▶ [DOCUMENT SECTION]:

····················

Obama Suppressed Bin Laden Documents to Help Reelection

The Bin Laden raid on May 2, 2011, yielded “the single largest collection of senior terrorist materials ever,” according to a senior US military official.  There were 10 hard drive, nearly 100 thumb drives and a dozen cell phones, not to mention DVDs, audio and video tapes and loads of other material.  However, what happened next, according to a recent article in the Wall Street Journal, should really shock you.
 In May, 2012, President Obama said, “The goal that I set—to defeat al Qaeda and deny it a chance to rebuild—is now within our reach.”  This statement was backed by 17 documents that the CIA released which supported the statement.  The Defense Intelligence Agency, our uniformed military intelligence, saw facts on the ground that contradicted this narrative.  So the DIA, asked for access to the Bin Laden documents to resolve the difference between what they saw on the ground and what the CIA publicly was saying.

····················

▶ [TASKS TO CARRY OUT]:
[A] According to the article on the Bin Laden documents, how many documents did the CIA release in support of President Obama's May 2012 statement?
[B] Continue the article on the Bin Laden documents, starting after its final sentence.

▶ [EXCERPTED DATA]:
····················

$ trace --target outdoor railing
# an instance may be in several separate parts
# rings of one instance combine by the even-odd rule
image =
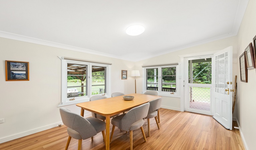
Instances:
[[[148,90],[151,91],[158,91],[158,87],[148,86],[147,89]],[[162,88],[162,91],[165,92],[176,92],[176,88],[163,87]]]

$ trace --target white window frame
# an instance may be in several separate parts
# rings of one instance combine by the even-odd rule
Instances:
[[[72,63],[87,65],[87,72],[86,73],[86,82],[87,82],[87,95],[75,97],[75,100],[70,101],[72,98],[67,98],[67,64]],[[61,102],[58,107],[72,105],[89,101],[90,98],[92,96],[92,72],[91,67],[92,66],[102,66],[106,67],[106,93],[107,97],[111,95],[111,65],[97,63],[94,63],[77,60],[62,59],[61,60]],[[102,95],[102,93],[94,94],[94,95]]]
[[[176,67],[176,92],[174,92],[173,94],[171,94],[173,93],[171,92],[165,92],[162,91],[161,87],[162,87],[162,68],[167,67]],[[158,93],[158,95],[167,96],[168,97],[173,97],[180,98],[180,78],[181,76],[180,75],[180,65],[169,65],[166,66],[153,66],[152,67],[143,67],[143,81],[142,88],[143,90],[143,93],[148,91],[147,89],[147,69],[158,68],[158,87],[159,90],[157,92]],[[159,89],[161,90],[159,90]]]

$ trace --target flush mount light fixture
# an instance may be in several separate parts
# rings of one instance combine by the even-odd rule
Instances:
[[[128,35],[135,36],[141,34],[145,31],[145,28],[141,25],[134,25],[126,29],[126,33]]]

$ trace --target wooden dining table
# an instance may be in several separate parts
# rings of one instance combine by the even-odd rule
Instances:
[[[141,94],[131,94],[125,95],[134,96],[133,100],[125,101],[122,95],[80,103],[76,105],[81,107],[81,115],[83,117],[84,110],[106,117],[106,149],[109,149],[110,117],[156,99],[162,96]],[[159,113],[159,122],[160,122]]]

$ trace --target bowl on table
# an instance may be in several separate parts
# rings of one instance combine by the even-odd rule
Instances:
[[[134,96],[123,96],[123,99],[126,101],[131,101],[133,100],[134,98]]]

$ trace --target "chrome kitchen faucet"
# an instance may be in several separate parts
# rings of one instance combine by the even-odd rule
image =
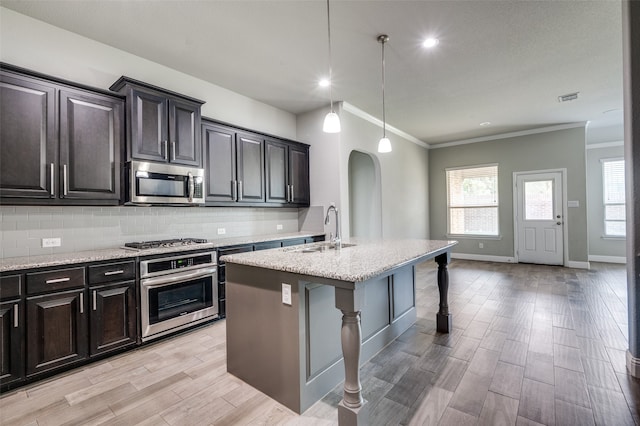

····················

▶ [YOUR WRITTEN ANSWERS]:
[A] Seventeen.

[B]
A small DIA team of analysts got limited, read only, access for a short period of time.  They were not allowed to make any copies.  Their conclusion based on the documents was that Al Qaeda had doubled in size by May, 2012.  Since that wasn’t what the White House wanted to hear, all further DIA access to the Bin Laden documents was shut down and the DIA was orderd to stop further analysis based on the Bin Laden documents.

Recently, more of the Bin Laden documents were released during the public trial of a Bin Laden associate in Brooklyn.  There are now about 24 documents available to the public.  They show negotiation between Al Qaeda and Pakistani Intelligence.  They show cooperation between Al Qaeda and Iran.  They show initial efforts to take advantage of chaos in Libya to build Al Qaeda cells there.
Since the Obama administration is unlikely to make good use of the documents, they should be made public.  Rep. Devin Nunes, Chairman of the House Intelligence Committee, inserted a provision in the 2014 intelligence authorization bill that requires the documents to be released.

The original suppression of DIA access to the Bin Laden documents put party politics over national security.  The Obama administration should not be allowed to continue to promote its own political interests at the cost of the nation’s security.